### What is asked
Please arrange the lines of the records as a numbered list, from the line holding "Practice. Put a pin on the thin" through the end of the records, inclusive. Skip blank lines and leave the pictures out.

### Records shown
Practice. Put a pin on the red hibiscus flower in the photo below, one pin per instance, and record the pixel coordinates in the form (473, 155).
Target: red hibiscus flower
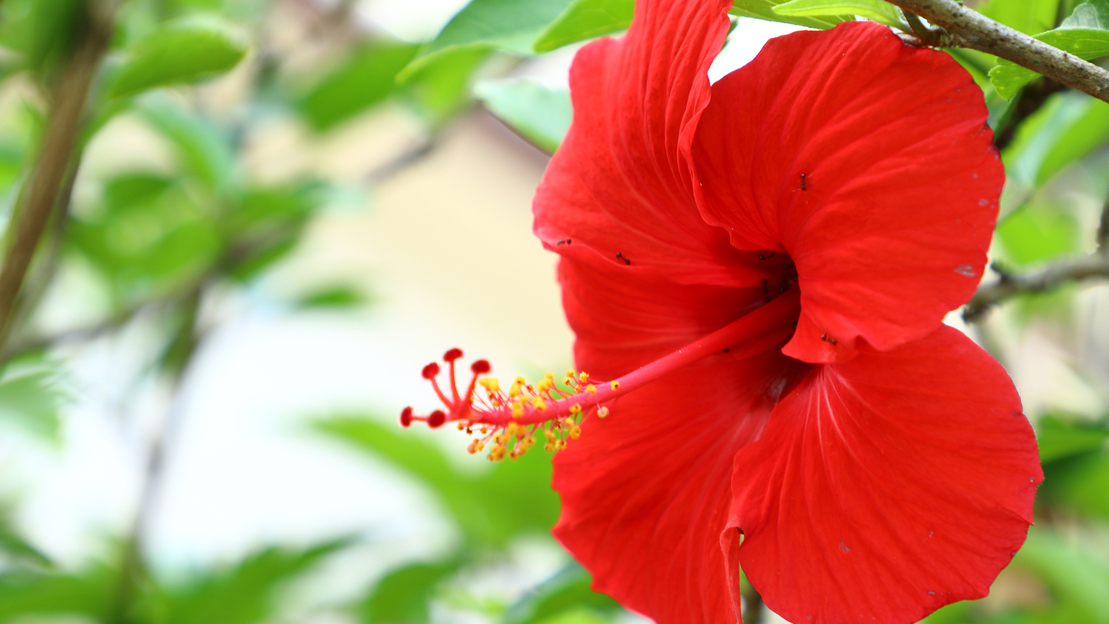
(763, 266)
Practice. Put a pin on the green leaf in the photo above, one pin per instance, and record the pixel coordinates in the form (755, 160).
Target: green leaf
(764, 10)
(29, 396)
(441, 89)
(43, 31)
(1075, 575)
(365, 79)
(180, 52)
(24, 593)
(505, 24)
(335, 297)
(204, 147)
(1084, 34)
(538, 113)
(1068, 128)
(243, 594)
(569, 590)
(877, 10)
(490, 508)
(1037, 233)
(404, 595)
(1029, 17)
(586, 19)
(1059, 438)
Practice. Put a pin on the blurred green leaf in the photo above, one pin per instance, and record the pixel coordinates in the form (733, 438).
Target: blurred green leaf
(403, 596)
(148, 236)
(1037, 233)
(243, 594)
(335, 297)
(538, 113)
(441, 89)
(266, 225)
(43, 31)
(567, 592)
(1059, 438)
(764, 10)
(1085, 33)
(24, 593)
(18, 550)
(506, 24)
(205, 149)
(491, 508)
(1029, 17)
(1076, 576)
(586, 19)
(365, 79)
(29, 397)
(1080, 482)
(180, 52)
(1068, 128)
(877, 10)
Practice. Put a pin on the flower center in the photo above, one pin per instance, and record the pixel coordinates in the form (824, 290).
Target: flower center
(510, 420)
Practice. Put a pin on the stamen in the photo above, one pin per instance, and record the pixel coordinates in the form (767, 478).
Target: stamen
(557, 410)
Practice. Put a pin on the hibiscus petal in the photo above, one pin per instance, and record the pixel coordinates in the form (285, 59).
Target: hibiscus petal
(623, 319)
(619, 188)
(888, 486)
(891, 223)
(645, 491)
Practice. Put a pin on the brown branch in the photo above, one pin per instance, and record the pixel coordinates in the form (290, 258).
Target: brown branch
(56, 155)
(1048, 278)
(966, 28)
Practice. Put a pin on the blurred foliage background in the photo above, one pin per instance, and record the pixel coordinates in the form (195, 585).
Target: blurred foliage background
(225, 227)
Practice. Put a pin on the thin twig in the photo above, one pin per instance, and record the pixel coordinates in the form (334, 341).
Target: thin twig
(56, 156)
(966, 28)
(754, 607)
(1048, 278)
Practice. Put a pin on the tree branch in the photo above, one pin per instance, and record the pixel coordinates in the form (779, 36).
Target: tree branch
(47, 180)
(966, 28)
(1048, 278)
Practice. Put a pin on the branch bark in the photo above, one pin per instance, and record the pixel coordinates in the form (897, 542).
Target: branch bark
(47, 181)
(966, 28)
(1048, 278)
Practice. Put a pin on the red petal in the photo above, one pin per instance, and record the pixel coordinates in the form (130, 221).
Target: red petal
(901, 184)
(620, 183)
(887, 487)
(645, 491)
(624, 319)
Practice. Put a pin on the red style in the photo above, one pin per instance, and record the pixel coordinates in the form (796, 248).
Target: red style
(805, 223)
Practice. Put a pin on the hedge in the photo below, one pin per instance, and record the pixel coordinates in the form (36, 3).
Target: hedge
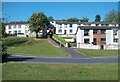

### Answer below
1. Practice. Put a pin on the thin twig in the photo above, one pin per instance, and record the pixel coordinates in the form (334, 341).
2. Target: thin twig
3. (56, 156)
4. (966, 28)
5. (754, 607)
6. (1048, 278)
7. Practice. Put a pin on the tree branch in the photo above, one pin per instance, and record the pixel coordinates in the form (779, 36).
8. Target: tree branch
9. (47, 180)
10. (966, 28)
11. (1048, 278)
12. Practice. Put a pin on the branch bark in the photo above, one pin per instance, and record the pixel coordinates in the form (897, 542).
13. Target: branch bark
14. (47, 181)
15. (966, 28)
16. (1048, 278)
17. Practice. Put a pin on the red petal in the photo above, one pin per instance, and record the pixel coordinates in the form (130, 221).
18. Target: red petal
19. (901, 184)
20. (620, 183)
21. (887, 487)
22. (645, 491)
23. (624, 319)
24. Practice. Put a pin on the red style in the photo above, one pin per instance, and record the pixel coordinates in the form (796, 248).
25. Target: red style
26. (805, 223)
27. Practice. Put a pin on the hedge in the photo below, one pin per instance, and record the pixel coordinates in the form (36, 3).
28. Target: hedge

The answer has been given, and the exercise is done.